PAGE EXCERPT —
>>>>>

What is a Disease Vector?

Disease vectors or disease vector species are something that you may have heard about when referencing various infectious pathogens, such as malaria. 

In our line of work at Wildlife x Team International, we must be aware and updated on what creatures are disease vector species, and how to handle them for ours and our clients’ safety. 

In today’s post, we’ll be sharing with you what a disease vector is, is not, and some examples of disease vectors. 

Our video version of this post includes fascinating footage of microorganisms at work, which you can watch now by clicking here! 

Alternatively, feel free to download the podcast by pressing the download button above. 

Math Vectors?

First, no- we’re not referencing vectors in Math, though the two are the same in the method of action. 

What is a Disease Vector

A disease vector is an Agent that an infectious pathogen uses to transmit from one organism to another. 

Now, that might sound a bit complicated, so we’ll break it down and give some examples. 

The Agent can be anything that the disease uses to spread. It is often other creatures. 

Simply put: the Vector is a way that a disease can spread! 

Disease Vector Species

Some of the most common forms of disease vectors are other creatures. These are called “disease vector species.” 

In fact, one of the “deadliest” creatures in the world- the mosquito- is deadly only because it is a disease vector for other deadly pathogens, such as malaria.

<<<<<

BRIEF — Reproduce the disease vector text above in full, word for word.

DATA LISTING —
>>>>>

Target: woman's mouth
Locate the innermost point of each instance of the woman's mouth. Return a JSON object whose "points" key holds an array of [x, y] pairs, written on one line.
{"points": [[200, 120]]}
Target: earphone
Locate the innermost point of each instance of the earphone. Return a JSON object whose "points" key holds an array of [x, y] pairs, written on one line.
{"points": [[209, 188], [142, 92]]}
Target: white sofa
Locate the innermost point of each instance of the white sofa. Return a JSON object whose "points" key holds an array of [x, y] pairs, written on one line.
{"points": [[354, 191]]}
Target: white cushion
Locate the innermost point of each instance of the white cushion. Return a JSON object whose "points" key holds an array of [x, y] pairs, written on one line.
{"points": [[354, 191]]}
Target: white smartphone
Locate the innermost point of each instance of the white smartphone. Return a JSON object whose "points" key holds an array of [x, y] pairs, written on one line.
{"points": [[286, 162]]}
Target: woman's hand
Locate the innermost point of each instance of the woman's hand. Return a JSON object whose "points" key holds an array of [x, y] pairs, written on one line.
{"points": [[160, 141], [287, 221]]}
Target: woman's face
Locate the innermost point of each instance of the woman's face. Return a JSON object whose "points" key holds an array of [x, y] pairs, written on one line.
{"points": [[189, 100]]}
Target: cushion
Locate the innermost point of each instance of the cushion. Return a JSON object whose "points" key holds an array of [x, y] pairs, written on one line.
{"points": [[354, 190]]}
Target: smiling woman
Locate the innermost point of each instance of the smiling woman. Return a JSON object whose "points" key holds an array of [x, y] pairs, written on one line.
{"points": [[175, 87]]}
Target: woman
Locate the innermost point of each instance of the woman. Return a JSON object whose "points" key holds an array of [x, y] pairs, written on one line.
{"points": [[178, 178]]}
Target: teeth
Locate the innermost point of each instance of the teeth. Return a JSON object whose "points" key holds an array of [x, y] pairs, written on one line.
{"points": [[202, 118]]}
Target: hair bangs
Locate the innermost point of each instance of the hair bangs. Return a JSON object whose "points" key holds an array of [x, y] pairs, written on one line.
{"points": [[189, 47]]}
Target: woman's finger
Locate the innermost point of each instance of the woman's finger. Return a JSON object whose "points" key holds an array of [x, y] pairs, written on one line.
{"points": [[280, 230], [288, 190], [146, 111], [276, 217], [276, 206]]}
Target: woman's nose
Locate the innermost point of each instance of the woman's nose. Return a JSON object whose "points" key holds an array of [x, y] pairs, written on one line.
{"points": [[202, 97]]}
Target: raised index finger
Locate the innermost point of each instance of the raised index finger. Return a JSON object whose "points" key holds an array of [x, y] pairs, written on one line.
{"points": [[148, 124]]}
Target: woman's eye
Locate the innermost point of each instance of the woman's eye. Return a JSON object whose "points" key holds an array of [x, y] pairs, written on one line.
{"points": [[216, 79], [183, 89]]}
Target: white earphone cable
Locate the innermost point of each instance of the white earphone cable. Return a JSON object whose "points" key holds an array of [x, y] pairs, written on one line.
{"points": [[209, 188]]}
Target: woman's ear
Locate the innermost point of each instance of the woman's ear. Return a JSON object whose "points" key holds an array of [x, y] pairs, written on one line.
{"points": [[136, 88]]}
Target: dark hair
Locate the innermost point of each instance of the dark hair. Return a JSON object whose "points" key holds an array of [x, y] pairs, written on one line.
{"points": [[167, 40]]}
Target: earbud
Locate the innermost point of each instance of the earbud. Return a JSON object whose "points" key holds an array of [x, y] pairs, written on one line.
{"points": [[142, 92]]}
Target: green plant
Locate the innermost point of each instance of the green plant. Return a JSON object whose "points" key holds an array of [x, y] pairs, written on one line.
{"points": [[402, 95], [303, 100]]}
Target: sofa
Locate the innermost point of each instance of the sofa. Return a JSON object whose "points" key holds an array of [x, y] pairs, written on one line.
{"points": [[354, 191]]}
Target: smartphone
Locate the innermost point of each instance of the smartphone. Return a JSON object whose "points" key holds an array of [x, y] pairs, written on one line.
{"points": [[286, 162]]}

<<<<<

ANSWER FOR THIS EXERCISE —
What is a Disease Vector?

Disease vectors or disease vector species are something that you may have heard about when referencing various infectious pathogens, such as malaria. 

In our line of work at Wildlife x Team International, we must be aware and updated on what creatures are disease vector species, and how to handle them for ours and our clients’ safety. 

In today’s post, we’ll be sharing with you what a disease vector is, is not, and some examples of disease vectors. 

Our video version of this post includes fascinating footage of microorganisms at work, which you can watch now by clicking here! 

Alternatively, feel free to download the podcast by pressing the download button above. 

Math Vectors?

First, no- we’re not referencing vectors in Math, though the two are the same in the method of action. 

What is a Disease Vector

A disease vector is an Agent that an infectious pathogen uses to transmit from one organism to another. 

Now, that might sound a bit complicated, so we’ll break it down and give some examples. 

The Agent can be anything that the disease uses to spread. It is often other creatures. 

Simply put: the Vector is a way that a disease can spread! 

Disease Vector Species

Some of the most common forms of disease vectors are other creatures. These are called “disease vector species.” 

In fact, one of the “deadliest” creatures in the world- the mosquito- is deadly only because it is a disease vector for other deadly pathogens, such as malaria.